SET TASK: Could you rewrite the listing below with every "one pin per instance" changed to "a single pin for each instance", leaving everything else as it is and omitting the pictures?

RECORDS PROVIDED:

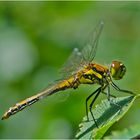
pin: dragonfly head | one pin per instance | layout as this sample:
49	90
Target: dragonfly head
117	70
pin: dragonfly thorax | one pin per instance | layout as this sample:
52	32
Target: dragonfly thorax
117	70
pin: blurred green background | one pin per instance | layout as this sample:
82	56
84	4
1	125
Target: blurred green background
36	39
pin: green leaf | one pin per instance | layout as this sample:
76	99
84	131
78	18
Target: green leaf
106	115
128	133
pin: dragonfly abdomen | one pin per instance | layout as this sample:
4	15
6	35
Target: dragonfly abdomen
29	101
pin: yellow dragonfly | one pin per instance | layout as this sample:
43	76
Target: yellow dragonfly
81	69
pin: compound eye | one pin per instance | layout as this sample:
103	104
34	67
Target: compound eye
117	70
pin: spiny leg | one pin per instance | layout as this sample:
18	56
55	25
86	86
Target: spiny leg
109	99
121	90
87	99
91	105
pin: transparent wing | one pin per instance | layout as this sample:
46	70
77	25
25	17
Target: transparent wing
89	51
78	59
73	63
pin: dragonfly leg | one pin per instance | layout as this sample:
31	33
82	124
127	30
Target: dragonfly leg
121	90
87	99
91	105
109	99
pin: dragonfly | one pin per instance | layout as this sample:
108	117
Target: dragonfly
81	69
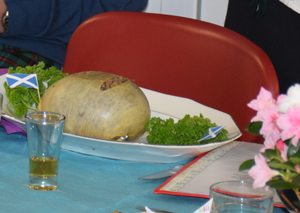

WORKED ANSWER:
pin: dragonfly head | a single pin for each instance | layout as this sample:
49	90
Target: dragonfly head
117	70
pin: dragonfly thorax | a single pin for each instance | layout as this sample:
52	32
Target: dragonfly thorax
117	70
pin: blurred green background | a single pin for each instance | layout as this sample:
82	56
84	4
1	125
Target: blurred green background
36	39
pin: green leaf | a single pin for each instance | layout as this sample:
76	99
84	131
78	18
Target: green leaf
106	115
128	133
pin: dragonfly abdomen | a single pin for each instance | layout as this sample:
4	15
6	35
Target: dragonfly abdomen
29	101
pin: yellow dragonfly | a single pin for each instance | layout as this sample:
43	76
Target: yellow dragonfly
81	69
pin: compound eye | a single pin for each instance | layout as this sample:
103	104
34	67
Target: compound eye
117	70
pin: spiny leg | a single pin for each instance | layout as this sample:
18	56
55	25
86	86
Target: spiny leg
109	99
121	90
87	99
91	105
pin: transparent wing | a single pin for each instance | layout as this sample:
46	70
77	25
25	17
Target: transparent wing
89	51
78	59
73	63
pin: dragonfly leg | a single pin for each instance | layout as this sample:
31	33
82	124
127	30
Target: dragonfly leg
121	90
87	99
91	105
109	99
pin: dragonfly | a single pin for each instance | layout as this sample:
108	117
Target: dragonfly
81	69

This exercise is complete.